Every line containing the string "water" is to be copied from the records.

Records to process:

┄┄┄┄┄┄┄┄┄┄┄┄┄┄┄┄┄┄┄┄

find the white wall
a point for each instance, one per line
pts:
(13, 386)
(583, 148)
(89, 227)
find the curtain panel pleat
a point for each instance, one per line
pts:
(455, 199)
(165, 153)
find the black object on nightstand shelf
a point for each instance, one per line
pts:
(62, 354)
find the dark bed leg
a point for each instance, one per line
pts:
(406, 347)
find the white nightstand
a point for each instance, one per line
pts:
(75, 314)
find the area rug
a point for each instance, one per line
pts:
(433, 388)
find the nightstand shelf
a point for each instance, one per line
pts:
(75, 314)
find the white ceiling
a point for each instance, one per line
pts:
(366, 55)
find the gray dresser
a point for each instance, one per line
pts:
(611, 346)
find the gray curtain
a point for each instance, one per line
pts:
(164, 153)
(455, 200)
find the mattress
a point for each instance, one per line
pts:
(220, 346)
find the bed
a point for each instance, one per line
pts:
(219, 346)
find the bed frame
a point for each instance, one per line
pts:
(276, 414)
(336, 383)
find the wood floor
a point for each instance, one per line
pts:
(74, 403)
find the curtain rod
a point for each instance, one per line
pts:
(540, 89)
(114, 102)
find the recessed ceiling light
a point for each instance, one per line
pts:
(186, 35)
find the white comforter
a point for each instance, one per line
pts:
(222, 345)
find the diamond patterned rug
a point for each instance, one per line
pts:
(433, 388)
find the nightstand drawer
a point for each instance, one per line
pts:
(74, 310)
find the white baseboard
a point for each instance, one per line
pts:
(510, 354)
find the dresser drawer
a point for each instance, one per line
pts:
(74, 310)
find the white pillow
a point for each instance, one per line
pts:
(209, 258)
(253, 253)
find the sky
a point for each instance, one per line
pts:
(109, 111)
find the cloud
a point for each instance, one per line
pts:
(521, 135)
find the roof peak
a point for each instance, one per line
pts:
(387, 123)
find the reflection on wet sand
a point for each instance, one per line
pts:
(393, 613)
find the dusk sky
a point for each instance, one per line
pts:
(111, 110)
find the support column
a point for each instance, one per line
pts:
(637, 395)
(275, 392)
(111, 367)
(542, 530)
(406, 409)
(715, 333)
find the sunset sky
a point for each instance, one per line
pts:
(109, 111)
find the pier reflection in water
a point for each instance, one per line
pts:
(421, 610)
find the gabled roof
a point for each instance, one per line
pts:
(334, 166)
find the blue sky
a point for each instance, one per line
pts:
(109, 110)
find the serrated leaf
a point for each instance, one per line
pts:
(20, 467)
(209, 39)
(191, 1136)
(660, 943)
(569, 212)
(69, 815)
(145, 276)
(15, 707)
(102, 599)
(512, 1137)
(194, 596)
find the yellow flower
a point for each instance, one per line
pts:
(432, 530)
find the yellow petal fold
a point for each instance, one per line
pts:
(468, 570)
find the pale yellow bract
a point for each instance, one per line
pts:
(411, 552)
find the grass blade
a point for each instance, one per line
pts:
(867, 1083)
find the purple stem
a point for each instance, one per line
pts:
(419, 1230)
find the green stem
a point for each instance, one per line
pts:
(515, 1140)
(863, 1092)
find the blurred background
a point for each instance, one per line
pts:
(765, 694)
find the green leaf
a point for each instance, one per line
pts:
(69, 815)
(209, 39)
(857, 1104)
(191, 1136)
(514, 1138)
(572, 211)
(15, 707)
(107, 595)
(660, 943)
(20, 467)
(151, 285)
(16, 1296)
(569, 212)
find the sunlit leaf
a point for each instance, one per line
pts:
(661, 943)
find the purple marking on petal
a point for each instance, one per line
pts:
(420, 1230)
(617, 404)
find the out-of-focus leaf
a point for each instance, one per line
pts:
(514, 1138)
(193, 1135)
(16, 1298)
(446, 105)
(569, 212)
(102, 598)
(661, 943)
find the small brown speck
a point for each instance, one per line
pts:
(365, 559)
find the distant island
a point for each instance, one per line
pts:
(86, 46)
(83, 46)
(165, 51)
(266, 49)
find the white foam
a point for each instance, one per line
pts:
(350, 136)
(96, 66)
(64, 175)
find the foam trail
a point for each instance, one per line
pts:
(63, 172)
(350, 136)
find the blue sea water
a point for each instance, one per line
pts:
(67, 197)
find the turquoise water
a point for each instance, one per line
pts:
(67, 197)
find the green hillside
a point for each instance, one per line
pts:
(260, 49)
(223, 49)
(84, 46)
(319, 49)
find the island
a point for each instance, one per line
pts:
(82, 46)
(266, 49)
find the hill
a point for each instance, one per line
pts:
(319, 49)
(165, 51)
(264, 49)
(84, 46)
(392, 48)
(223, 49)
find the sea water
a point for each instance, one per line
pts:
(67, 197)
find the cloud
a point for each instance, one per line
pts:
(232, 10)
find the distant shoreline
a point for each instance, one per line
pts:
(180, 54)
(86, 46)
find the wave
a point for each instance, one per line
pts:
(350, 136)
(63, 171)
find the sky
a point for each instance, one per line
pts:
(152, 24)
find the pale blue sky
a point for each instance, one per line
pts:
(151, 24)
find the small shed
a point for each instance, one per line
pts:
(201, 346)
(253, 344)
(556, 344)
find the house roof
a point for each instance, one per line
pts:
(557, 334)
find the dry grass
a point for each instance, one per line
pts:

┄┄┄┄┄┄┄┄┄┄┄┄┄┄┄┄┄┄┄┄

Solution for this problem:
find the pier reflection in water
find the blue sea water
find the turquoise water
find the sea water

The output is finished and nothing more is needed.